▶ **What you are asked to do**
Could you give the data below again exactly, apart from the pictures?
[Provided material]
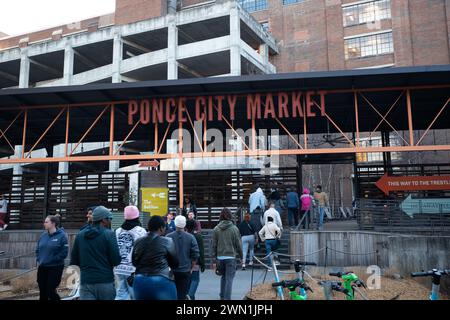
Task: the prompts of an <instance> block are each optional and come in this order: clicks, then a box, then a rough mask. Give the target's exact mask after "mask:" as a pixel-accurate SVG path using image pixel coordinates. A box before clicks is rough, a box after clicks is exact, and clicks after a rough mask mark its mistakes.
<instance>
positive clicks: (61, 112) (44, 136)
mask: <svg viewBox="0 0 450 320" xmlns="http://www.w3.org/2000/svg"><path fill="white" fill-rule="evenodd" d="M66 109H67V107H64V108H62V109H61V111H59V113H58V115H57V116H56V118H55V119H53V121H52V123H50V125H49V126H48V127H47V129H45V131H44V133H43V134H42V135H41V136H40V137H39V139H38V141H36V143H35V144H34V145H33V147H32V148H31V150H30V151H28V153H27V155H26V156H25V158H28V157H29V156H31V152H33V150H34V148H36V146H37V145H38V144H39V142H41V140H42V139H43V138H44V137H45V135H46V134H47V132H48V131H49V130H50V129H51V128H52V127H53V125H54V124H55V123H56V121H58V119H59V117H61V115H62V114H63V112H64V111H65V110H66Z"/></svg>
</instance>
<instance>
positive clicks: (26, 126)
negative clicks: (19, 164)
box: [21, 110, 28, 159]
mask: <svg viewBox="0 0 450 320" xmlns="http://www.w3.org/2000/svg"><path fill="white" fill-rule="evenodd" d="M27 121H28V110H25V114H24V116H23V131H22V155H21V158H22V159H23V158H24V156H25V138H26V136H27Z"/></svg>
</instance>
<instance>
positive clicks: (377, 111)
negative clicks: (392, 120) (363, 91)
mask: <svg viewBox="0 0 450 320" xmlns="http://www.w3.org/2000/svg"><path fill="white" fill-rule="evenodd" d="M359 94H360V95H361V96H362V97H363V99H364V100H366V102H367V103H368V104H369V106H371V107H372V109H373V110H375V112H376V113H377V114H378V115H379V116H380V117H381V118H382V119H383V120H384V121H386V123H387V124H388V125H389V126H390V127H391V129H392V130H394V132H395V133H396V134H397V135H398V136H399V137H400V138H401V139H402V140H403V141H404V142H405V143H406V144H408V145H411V144H409V143H408V141H406V140H405V139H404V138H403V137H402V136H401V135H400V133H398V131H397V130H395V128H394V127H393V126H392V125H391V123H390V122H389V121H387V119H386V118H385V117H383V115H382V114H381V113H380V112H379V111H378V110H377V108H375V107H374V106H373V104H372V103H371V102H370V101H369V100H367V98H366V97H365V96H364V95H363V94H362V93H359Z"/></svg>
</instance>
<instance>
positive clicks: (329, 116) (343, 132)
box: [303, 100, 355, 147]
mask: <svg viewBox="0 0 450 320" xmlns="http://www.w3.org/2000/svg"><path fill="white" fill-rule="evenodd" d="M313 103H314V105H315V106H316V107H317V108H319V110H322V109H321V108H320V106H319V105H318V104H317V102H316V101H315V100H313ZM324 114H325V117H327V119H328V120H329V121H330V122H331V123H332V124H333V126H335V128H336V129H338V131H339V132H340V133H341V134H342V135H343V136H344V138H345V139H346V140H347V141H348V143H349V144H350V145H352V146H353V147H354V146H355V145H354V144H353V142H352V141H351V140H350V139H349V138H348V137H347V135H346V134H345V133H344V132H343V131H342V130H341V128H339V126H338V125H337V124H336V123H335V122H334V121H333V119H331V117H330V116H329V115H328V113H326V112H324ZM303 116H304V117H305V116H306V114H303Z"/></svg>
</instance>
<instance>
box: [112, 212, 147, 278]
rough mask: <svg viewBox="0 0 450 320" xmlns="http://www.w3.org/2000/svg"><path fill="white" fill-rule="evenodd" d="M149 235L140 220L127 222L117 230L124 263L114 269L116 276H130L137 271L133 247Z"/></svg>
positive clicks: (119, 265)
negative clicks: (140, 238) (136, 268)
mask: <svg viewBox="0 0 450 320" xmlns="http://www.w3.org/2000/svg"><path fill="white" fill-rule="evenodd" d="M146 235H147V231H146V230H145V229H144V228H142V227H141V226H140V223H139V218H137V219H135V220H125V222H124V223H123V224H122V226H121V227H120V228H118V229H117V230H116V239H117V245H118V247H119V252H120V257H121V259H122V261H121V262H120V265H118V266H117V267H115V268H114V273H115V274H120V275H125V276H129V275H131V274H132V273H133V272H135V271H136V268H135V267H134V266H133V264H132V263H131V257H132V254H133V247H134V244H135V243H136V241H137V240H138V239H140V238H142V237H145V236H146Z"/></svg>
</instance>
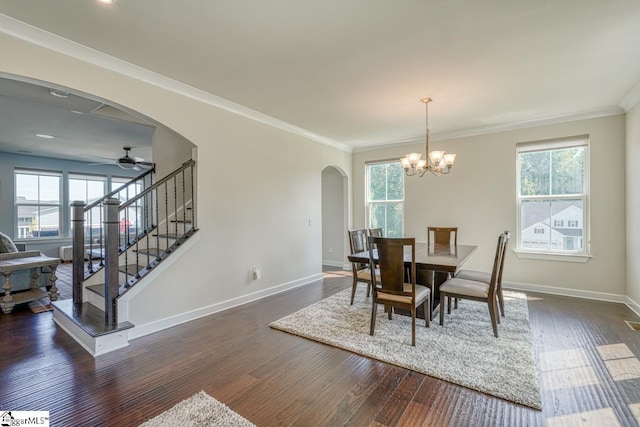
[/Provided material]
▶ **Task solution**
Task: the prompts of an <instance> block are each optional and come in this order: clicks, then a box, then a rough mask. Give the target's exact mask after "mask:" as a pixel-accurate SVG path using image pixel coordinates. A box before clicks is rough, a box after clicks is exact, and clicks after a rough mask mark its mistakes.
<instance>
positive clicks: (61, 112) (44, 136)
mask: <svg viewBox="0 0 450 320" xmlns="http://www.w3.org/2000/svg"><path fill="white" fill-rule="evenodd" d="M66 109H67V107H64V108H62V109H61V111H59V113H58V115H57V116H56V118H55V119H53V121H52V123H50V125H49V126H48V127H47V129H45V131H44V133H43V134H42V135H41V136H40V137H39V139H38V141H36V143H35V144H34V145H33V147H32V148H31V150H30V151H28V153H27V155H26V156H25V158H28V157H29V156H31V152H33V150H34V148H36V146H37V145H38V144H39V142H41V140H42V139H43V138H44V137H45V135H46V134H47V132H48V131H49V130H50V129H51V128H52V127H53V125H54V124H55V123H56V121H58V119H59V117H61V115H62V114H63V112H64V111H65V110H66Z"/></svg>
</instance>
<instance>
positive clicks: (26, 126)
negative clicks: (19, 164)
box: [21, 110, 28, 159]
mask: <svg viewBox="0 0 450 320" xmlns="http://www.w3.org/2000/svg"><path fill="white" fill-rule="evenodd" d="M27 121H28V110H25V114H24V116H23V131H22V155H21V158H22V159H23V158H24V156H25V138H26V136H27Z"/></svg>
</instance>
<instance>
positive clicks: (377, 111)
negative clicks: (392, 120) (363, 91)
mask: <svg viewBox="0 0 450 320" xmlns="http://www.w3.org/2000/svg"><path fill="white" fill-rule="evenodd" d="M359 94H360V95H361V96H362V97H363V99H364V100H366V102H367V103H368V104H369V106H371V107H372V109H373V110H375V112H376V113H377V114H378V115H379V116H380V117H381V118H382V119H383V120H384V121H386V123H387V124H388V125H389V126H390V127H391V129H392V130H394V132H395V133H396V134H397V135H398V136H399V137H400V138H401V139H402V140H403V141H404V142H405V143H406V144H408V145H411V144H409V143H408V141H406V140H405V139H404V138H403V137H402V136H401V135H400V133H398V131H397V130H395V128H394V127H393V126H392V125H391V123H390V122H389V121H387V119H386V118H385V117H383V115H382V114H381V113H380V112H379V111H378V110H377V108H375V107H374V106H373V104H372V103H371V102H370V101H369V100H367V98H366V97H365V96H364V95H363V94H362V93H359Z"/></svg>
</instance>
<instance>
positive clicks: (329, 116) (343, 132)
box: [303, 100, 355, 147]
mask: <svg viewBox="0 0 450 320" xmlns="http://www.w3.org/2000/svg"><path fill="white" fill-rule="evenodd" d="M313 103H314V105H315V106H316V107H317V108H319V110H322V109H321V108H320V106H319V105H318V104H317V102H316V101H315V100H313ZM324 114H325V117H327V119H328V120H329V121H330V122H331V123H332V124H333V126H335V128H336V129H338V131H339V132H340V133H341V134H342V135H343V136H344V138H345V139H346V140H347V141H348V143H349V144H350V145H352V146H353V147H354V146H355V145H354V144H353V142H352V141H351V140H350V139H349V138H348V137H347V135H346V134H345V133H344V132H343V131H342V130H341V128H339V126H338V125H337V124H336V123H335V122H334V121H333V119H331V117H330V116H329V115H328V113H326V112H324ZM303 116H304V117H305V116H306V114H303Z"/></svg>
</instance>
<instance>
box: [112, 212, 147, 278]
rough mask: <svg viewBox="0 0 450 320" xmlns="http://www.w3.org/2000/svg"><path fill="white" fill-rule="evenodd" d="M149 235L140 220L127 222L117 230L124 263L114 269L116 276H130L137 271L133 247Z"/></svg>
positive clicks: (119, 265)
negative clicks: (140, 238) (136, 268)
mask: <svg viewBox="0 0 450 320" xmlns="http://www.w3.org/2000/svg"><path fill="white" fill-rule="evenodd" d="M146 235H147V231H146V230H145V229H144V228H142V227H141V226H140V223H139V218H137V219H135V220H125V222H124V223H123V224H122V226H121V227H120V228H118V229H117V230H116V239H117V245H118V247H119V252H120V257H121V259H122V261H121V262H120V265H118V266H117V267H115V268H114V273H115V274H120V275H125V276H129V275H131V274H132V273H133V272H135V271H136V268H135V267H134V266H133V264H132V263H131V257H132V254H133V247H134V244H135V243H136V241H137V240H138V239H140V238H142V237H145V236H146Z"/></svg>
</instance>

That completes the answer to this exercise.